• _Exercise details_:
Check each line of the records below for the string "hand", then state how many lines contain it, with no other output.

*** Opening of Task data ***

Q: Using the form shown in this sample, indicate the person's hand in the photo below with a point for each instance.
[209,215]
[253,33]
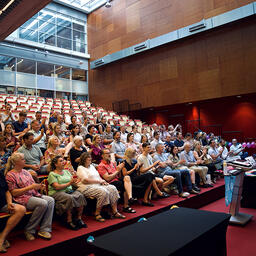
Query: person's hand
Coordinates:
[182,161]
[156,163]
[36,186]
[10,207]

*** Close of Task data ***

• _Exercise solution_:
2